Task objective: When you reach the line containing "412L227 414V463L233 479L247" in the entries below, start writing out each line exactly, and stop after the line containing "positive clicks: (245, 413)".

[Stored records]
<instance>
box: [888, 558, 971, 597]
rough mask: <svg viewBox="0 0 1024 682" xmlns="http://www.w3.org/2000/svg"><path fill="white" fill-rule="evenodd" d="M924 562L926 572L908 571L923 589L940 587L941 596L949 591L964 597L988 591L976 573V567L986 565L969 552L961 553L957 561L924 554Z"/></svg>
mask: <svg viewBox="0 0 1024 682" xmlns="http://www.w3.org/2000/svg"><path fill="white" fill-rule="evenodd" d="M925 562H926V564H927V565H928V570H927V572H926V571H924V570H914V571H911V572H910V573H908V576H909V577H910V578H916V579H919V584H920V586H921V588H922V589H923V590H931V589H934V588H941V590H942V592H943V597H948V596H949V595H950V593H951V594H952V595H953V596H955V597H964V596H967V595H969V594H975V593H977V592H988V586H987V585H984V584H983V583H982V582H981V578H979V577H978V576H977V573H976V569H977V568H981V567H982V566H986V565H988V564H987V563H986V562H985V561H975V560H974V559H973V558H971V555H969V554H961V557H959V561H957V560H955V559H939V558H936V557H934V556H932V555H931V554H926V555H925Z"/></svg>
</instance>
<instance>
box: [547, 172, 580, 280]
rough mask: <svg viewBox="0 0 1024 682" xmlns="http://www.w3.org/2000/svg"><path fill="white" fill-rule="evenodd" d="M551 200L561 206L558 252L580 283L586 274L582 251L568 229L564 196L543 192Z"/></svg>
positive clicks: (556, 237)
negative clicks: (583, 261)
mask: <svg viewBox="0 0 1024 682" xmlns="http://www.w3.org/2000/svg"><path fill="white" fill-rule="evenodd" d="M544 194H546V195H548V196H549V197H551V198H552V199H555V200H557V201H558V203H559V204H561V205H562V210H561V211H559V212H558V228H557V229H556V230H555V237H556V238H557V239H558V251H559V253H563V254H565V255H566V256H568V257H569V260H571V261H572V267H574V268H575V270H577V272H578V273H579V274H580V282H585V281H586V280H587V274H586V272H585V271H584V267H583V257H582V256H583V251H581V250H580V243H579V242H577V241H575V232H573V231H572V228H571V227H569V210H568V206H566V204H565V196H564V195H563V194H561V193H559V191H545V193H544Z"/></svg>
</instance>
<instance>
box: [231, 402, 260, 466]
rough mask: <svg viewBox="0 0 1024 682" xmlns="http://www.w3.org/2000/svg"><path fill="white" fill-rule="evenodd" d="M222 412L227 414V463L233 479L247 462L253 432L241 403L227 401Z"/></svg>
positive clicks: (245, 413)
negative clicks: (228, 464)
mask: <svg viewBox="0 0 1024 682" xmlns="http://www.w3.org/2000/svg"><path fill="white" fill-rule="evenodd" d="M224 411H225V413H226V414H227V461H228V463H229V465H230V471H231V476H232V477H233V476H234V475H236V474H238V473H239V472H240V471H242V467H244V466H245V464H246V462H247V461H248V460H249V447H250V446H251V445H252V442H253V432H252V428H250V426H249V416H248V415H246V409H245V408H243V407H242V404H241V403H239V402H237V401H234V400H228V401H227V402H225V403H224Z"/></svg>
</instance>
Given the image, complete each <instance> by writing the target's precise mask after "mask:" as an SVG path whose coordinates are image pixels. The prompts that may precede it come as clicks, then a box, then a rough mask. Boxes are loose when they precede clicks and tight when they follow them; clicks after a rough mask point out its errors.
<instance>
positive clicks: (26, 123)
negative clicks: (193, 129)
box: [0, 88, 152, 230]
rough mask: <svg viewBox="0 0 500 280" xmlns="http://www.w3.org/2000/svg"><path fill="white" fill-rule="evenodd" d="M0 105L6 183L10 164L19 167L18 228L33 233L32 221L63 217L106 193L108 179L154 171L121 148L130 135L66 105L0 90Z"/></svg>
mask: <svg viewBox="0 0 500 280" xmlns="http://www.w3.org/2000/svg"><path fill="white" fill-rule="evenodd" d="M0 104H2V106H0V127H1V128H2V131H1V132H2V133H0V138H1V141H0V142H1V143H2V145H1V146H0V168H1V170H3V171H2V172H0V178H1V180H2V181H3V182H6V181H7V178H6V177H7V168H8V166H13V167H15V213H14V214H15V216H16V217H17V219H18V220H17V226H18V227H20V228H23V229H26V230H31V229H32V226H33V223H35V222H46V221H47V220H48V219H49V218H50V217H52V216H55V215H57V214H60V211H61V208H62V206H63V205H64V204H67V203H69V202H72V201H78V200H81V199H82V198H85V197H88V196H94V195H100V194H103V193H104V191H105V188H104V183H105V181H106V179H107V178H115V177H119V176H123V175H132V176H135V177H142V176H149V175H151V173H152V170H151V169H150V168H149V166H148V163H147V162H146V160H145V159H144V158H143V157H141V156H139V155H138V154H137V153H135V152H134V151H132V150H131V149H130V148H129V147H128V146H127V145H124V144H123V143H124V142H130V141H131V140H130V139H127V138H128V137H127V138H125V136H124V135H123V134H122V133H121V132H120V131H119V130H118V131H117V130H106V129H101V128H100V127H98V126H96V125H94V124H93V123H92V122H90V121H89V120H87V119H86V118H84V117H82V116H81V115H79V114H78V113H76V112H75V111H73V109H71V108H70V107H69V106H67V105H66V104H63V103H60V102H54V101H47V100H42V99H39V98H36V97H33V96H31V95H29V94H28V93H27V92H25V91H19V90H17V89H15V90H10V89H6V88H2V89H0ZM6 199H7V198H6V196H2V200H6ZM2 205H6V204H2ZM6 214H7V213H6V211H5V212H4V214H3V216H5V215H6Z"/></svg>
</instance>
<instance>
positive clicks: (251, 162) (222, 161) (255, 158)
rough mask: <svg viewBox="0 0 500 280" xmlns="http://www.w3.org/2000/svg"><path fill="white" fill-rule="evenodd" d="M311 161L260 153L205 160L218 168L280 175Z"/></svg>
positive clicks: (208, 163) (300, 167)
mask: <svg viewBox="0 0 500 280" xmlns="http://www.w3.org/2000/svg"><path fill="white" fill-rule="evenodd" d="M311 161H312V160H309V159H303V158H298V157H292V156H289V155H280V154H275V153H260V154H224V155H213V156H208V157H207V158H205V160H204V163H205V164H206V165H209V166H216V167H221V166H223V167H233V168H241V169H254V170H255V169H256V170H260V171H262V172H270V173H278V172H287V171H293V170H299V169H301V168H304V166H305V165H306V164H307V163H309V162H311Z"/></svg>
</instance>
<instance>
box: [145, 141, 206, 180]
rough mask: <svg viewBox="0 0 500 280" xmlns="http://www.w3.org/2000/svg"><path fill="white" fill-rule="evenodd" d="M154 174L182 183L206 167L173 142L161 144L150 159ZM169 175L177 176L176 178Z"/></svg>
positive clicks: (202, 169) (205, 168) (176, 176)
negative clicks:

Result of the exercise:
rough mask: <svg viewBox="0 0 1024 682" xmlns="http://www.w3.org/2000/svg"><path fill="white" fill-rule="evenodd" d="M222 412L227 414V463L233 479L247 462L253 432L241 403L227 401Z"/></svg>
positive clicks: (245, 413)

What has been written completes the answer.